To do: In the post about a home haircut, what is the mystery novel now called?

Provided text:
I am so darn busy — and seemingly have been since last November — that I can’t ever get myself to the hair salon in a timely manner to get my hair trimmed. Yes, just a trim. That’s all I ever need. And now the salon is but a mere 5 minute walk from my house and I still couldn’t get myself over there. So, following in the footsteps of one of my many muses who happens to cut her own hair —

K D Lang

— I finally decided that enough was enough. That I could no longer leave the house with a mile-long bunch of dead, split-ends anymore, so off they came!! (But only about 2-inches. I’m not likely to ever be as drastic as KD Lang is when it comes to hair…)

I instantly felt several pounds lighter, at least in spirit. And when I sauntered out into the world to run my errands, everyone at the gas station and at the grocery store was visibly relieved that they no longer had to look at my unsightly split-ends anymore.

Yay!

The other thing that I’m really, really happy about is that the complete revision of my mystery novel, once called The Miracle Cats, but now called The Hurley Falls Mysteries, at last started coming out onto the page on Thursday. I’m really, really happy with the new direction it’s taking, gang. I’m finally back in that space where I can’t wait to get in front of the laptop in the morning and start writing.

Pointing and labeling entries
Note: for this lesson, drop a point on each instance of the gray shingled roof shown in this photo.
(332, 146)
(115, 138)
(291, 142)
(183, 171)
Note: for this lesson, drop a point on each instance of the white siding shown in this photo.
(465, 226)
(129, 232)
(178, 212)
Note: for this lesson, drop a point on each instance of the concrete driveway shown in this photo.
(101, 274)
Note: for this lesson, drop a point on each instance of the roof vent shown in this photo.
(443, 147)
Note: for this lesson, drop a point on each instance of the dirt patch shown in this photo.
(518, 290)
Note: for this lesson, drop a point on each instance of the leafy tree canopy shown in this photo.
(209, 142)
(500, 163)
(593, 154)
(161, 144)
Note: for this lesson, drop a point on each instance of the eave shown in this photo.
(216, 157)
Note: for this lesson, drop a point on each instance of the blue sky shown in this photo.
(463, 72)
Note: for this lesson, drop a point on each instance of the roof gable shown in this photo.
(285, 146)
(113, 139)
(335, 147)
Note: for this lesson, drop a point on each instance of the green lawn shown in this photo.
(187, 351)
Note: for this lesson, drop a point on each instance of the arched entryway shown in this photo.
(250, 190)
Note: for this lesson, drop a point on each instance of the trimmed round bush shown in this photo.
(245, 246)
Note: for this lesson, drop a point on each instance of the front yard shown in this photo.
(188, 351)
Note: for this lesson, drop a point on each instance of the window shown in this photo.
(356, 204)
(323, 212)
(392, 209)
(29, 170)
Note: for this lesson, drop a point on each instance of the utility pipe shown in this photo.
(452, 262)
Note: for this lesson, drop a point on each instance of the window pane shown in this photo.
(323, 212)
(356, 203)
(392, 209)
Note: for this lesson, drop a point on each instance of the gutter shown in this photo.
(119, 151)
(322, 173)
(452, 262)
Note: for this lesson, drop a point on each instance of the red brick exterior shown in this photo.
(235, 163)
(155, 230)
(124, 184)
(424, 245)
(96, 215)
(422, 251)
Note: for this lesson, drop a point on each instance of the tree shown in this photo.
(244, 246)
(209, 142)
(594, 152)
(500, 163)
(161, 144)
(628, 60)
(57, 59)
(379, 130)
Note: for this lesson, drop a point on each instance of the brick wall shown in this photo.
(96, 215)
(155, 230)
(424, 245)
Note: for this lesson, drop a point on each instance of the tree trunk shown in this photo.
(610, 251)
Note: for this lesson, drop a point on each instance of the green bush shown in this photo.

Expected answer: The Hurley Falls Mysteries